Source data
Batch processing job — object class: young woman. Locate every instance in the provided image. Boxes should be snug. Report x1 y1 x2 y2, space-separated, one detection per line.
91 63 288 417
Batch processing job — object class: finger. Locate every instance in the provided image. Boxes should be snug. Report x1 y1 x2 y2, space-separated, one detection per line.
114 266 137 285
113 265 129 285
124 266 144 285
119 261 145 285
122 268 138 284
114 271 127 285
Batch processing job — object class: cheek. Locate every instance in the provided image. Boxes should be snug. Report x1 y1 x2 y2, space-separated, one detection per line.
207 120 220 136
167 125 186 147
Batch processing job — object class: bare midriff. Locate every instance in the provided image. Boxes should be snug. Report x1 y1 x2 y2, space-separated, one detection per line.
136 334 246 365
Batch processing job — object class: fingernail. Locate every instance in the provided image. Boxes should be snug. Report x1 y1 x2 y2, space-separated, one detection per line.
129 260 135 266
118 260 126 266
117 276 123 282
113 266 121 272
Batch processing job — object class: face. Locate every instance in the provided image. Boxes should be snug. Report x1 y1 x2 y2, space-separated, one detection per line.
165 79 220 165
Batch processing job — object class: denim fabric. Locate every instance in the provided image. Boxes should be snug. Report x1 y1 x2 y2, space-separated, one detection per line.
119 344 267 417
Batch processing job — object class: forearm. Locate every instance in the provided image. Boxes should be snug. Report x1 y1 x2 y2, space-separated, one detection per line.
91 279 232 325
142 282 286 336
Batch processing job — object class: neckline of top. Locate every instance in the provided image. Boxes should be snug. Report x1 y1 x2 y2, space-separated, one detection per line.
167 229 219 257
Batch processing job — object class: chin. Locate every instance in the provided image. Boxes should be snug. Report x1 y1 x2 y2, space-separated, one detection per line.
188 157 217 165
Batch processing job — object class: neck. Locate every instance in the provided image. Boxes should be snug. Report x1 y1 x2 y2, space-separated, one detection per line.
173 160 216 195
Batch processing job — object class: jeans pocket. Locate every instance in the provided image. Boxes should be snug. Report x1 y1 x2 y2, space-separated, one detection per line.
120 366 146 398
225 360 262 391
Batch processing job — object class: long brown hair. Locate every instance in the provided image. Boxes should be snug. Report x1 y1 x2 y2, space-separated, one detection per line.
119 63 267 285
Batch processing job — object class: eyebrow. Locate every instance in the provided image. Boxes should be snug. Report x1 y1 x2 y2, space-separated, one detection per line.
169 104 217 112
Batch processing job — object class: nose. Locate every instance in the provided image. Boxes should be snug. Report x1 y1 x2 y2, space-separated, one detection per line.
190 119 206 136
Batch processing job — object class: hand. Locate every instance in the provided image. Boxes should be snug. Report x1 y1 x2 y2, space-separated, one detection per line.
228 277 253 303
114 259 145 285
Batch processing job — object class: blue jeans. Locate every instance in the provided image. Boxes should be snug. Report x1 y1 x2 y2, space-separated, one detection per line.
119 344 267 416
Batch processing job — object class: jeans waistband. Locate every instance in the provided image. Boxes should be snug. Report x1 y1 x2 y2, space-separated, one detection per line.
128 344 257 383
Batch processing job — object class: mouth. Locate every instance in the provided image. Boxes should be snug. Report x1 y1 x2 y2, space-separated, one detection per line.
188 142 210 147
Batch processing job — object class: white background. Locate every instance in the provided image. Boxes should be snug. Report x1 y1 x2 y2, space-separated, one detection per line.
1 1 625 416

Activity -
Every record needs to be reproduced exactly, with none skipped.

Answer to this task -
Batch processing job — object class: young woman. Locate every instance in the provided image. Boxes should be snug. Report x1 y1 x2 y2, space-separated, one detection per line.
91 63 288 417
Batch processing job — object class: finger. Locate every instance in the provided image. Boxes should be snug. Report x1 y1 x2 y2, space-separated, one detection per line.
114 266 137 285
113 265 129 285
124 266 144 285
119 261 145 285
122 268 138 284
114 271 127 285
Batch processing job — object class: cheek. Locate every instance in the provided image. Boxes should be snug. Report x1 y1 x2 y2, space-separated, one detection per line.
207 120 220 136
167 125 186 147
Batch processing job — object class: bare midriff. Locate every instance in the provided image. Boxes should be snug. Report x1 y1 x2 y2, space-separated, one detection per line.
136 334 246 365
Batch processing job — object class: fingernail. Locate every instance in the provided image. Boxes should be snug. Report x1 y1 x2 y2, space-separated, one detection per line.
129 260 135 266
118 260 126 266
117 276 123 282
113 266 121 272
Batch processing job — object class: face. Locate every instance in the provided image. Boxes should be snug. Report x1 y1 x2 y2, space-separated, one detection per line.
165 79 220 165
Batch processing job — object class: denim fabric. Locate every instance in the provided image. Boxes should be snug. Report x1 y1 x2 y2, space-separated, one detection per line.
119 344 267 417
Batch processing job — object class: forearm. Locate every instance in the provided image. Boxes should be snug. Report x1 y1 x2 y2, space-separated, one detection per line.
91 279 232 325
142 282 286 336
Batch processing job — object class: neckline of top. Locate every instance in the provided image. Boxes should be snug. Report x1 y1 x2 y2, space-separated, one detection per line.
167 229 219 257
Batch processing job — object class: chin. Locate every instance in the provided image. Boxes should be snug. Report x1 y1 x2 y2, space-separated, one detection per line.
188 157 217 165
Batch processing job — object class: neck. Locate every instance in the provided image. Boxes should be snug. Report x1 y1 x2 y2, space-separated, one detection per line.
173 160 216 195
Batch processing job — object class: jeans pocket. Locate every instance in the provided image. Boxes should be snug. Report x1 y1 x2 y2, space-separated, one detection per line.
120 366 146 398
225 360 262 391
Batch processing job — object class: long brown hair. Locate every instance in the provided image. Boxes should be snug. Report x1 y1 x2 y2, space-separated, one detection per line.
119 63 267 285
Batch processing job — object class: eyebrow. Locate every instance in the provided image. Boxes should be snug. Report x1 y1 x2 y2, space-separated, one detection per line.
169 104 217 112
Batch processing job — object class: nose. Locate every instance in the provided image. Boxes should be snug. Report x1 y1 x2 y2, space-separated, one detection per line.
190 119 206 136
Batch processing job — object class: hand. Locate every instance in the provided image. Boxes should be snug. Report x1 y1 x2 y2, space-separated, one detection per line.
228 277 253 303
114 259 145 285
Batch processing job — object class: blue jeans. Locate every instance in the provided image. Boxes should be snug. Report x1 y1 x2 y2, space-separated, one detection per line.
119 344 267 416
Batch processing job — object class: jeans waistband. Locate every instance in the provided image. Boxes should be snug. Report x1 y1 x2 y2, space-separated, one detection per line.
128 344 257 383
Batch processing job — object class: mouth. Locate every instance in the provided image. Boxes should be snug. Report x1 y1 x2 y2, space-separated, one detection per line.
188 142 210 147
Batch processing job — object class: white background. Locate every instance in the provided image. Boxes should be snug. Report x1 y1 x2 y2, space-separated, one detection per line.
1 1 625 416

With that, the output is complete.